* **Given passage**
==============================

(updated below - Update II - Update III - Update IV)
On September 11, 2003, Charlie Rose put together a one-hour retrospective on the Profound Meaning and Glory of September 11, featuring interviews he had conducted with the great heroes and icons created on that day. The entire show is below. Two of the 9/11 warriors -- Tom Friedman and Rudy Giuliani -- were featured, and different parts of what they said are notable.
First, Rose (beginning at 48:30) asked Friedman what causes all the rage and violence of the Terrorists. After explaining that Islamic radicals are very jealous of our freedoms and prosperity and feel rage over this (They Hate Us For Our Freedoms), Friedman said:
These young men are dwarfs, and dwarfs look for tall towers to bring down, to feel tall.
The other part of this show worth observing is how Giuliani for years has talked about 9/11 as though it is his personal event, and clearly sees its greatest significance as being all about him and his personal greatness (at 10:30):
GIULIANI: My very first feeling, when I first thought about it, maybe within an hour of the event -- was what a shame that I have to deal with this towards the end of my administration. And then immediately I said to myself -- No, that isn't the right feeling. Actually, thank God that I'm as experienced as I am. And this is what I know how to do. There are things I don't know how to do. But this is what I know -- I know how to organize an emergency.

==============================

* **Data extract**
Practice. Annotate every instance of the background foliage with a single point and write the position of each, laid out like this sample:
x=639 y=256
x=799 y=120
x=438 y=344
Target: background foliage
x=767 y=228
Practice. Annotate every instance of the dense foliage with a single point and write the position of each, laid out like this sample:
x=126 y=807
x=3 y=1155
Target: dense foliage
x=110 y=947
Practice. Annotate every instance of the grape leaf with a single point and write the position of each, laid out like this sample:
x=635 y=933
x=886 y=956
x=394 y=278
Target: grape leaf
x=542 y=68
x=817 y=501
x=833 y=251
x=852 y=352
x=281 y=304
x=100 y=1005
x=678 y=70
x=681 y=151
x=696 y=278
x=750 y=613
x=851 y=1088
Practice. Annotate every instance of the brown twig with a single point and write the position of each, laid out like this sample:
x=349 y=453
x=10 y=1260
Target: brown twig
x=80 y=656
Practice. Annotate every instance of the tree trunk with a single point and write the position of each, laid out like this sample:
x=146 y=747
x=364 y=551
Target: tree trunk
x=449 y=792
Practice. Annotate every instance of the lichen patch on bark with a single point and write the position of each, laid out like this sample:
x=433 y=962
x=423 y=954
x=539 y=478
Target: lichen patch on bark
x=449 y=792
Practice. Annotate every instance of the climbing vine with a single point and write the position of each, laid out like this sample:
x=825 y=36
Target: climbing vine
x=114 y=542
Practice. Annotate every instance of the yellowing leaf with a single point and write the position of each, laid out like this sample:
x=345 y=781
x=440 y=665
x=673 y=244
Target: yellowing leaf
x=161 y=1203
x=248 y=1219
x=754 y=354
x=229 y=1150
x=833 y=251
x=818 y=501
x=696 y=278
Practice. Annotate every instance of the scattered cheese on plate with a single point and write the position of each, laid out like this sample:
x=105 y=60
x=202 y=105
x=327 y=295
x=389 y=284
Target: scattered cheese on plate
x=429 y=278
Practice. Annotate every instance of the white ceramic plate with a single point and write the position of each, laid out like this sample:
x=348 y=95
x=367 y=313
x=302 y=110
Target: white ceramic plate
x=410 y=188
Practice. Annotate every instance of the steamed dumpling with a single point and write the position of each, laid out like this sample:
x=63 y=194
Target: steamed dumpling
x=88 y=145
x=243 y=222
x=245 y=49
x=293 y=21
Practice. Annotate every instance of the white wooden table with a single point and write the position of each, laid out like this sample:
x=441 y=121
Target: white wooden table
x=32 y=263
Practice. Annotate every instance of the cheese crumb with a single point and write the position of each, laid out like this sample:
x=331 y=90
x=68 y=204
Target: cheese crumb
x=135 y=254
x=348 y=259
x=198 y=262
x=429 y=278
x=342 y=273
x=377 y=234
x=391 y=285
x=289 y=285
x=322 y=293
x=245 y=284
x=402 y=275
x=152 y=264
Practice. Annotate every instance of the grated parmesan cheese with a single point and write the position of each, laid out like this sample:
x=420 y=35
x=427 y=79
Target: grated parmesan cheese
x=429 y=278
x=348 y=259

==============================

* **Exercise**
Transcribe the post on the Charlie Rose September 11 retrospective between "The other part" and "organize an emergency.", inclusive.

* **Expected output**
The other part of this show worth observing is how Giuliani for years has talked about 9/11 as though it is his personal event, and clearly sees its greatest significance as being all about him and his personal greatness (at 10:30):
GIULIANI: My very first feeling, when I first thought about it, maybe within an hour of the event -- was what a shame that I have to deal with this towards the end of my administration. And then immediately I said to myself -- No, that isn't the right feeling. Actually, thank God that I'm as experienced as I am. And this is what I know how to do. There are things I don't know how to do. But this is what I know -- I know how to organize an emergency.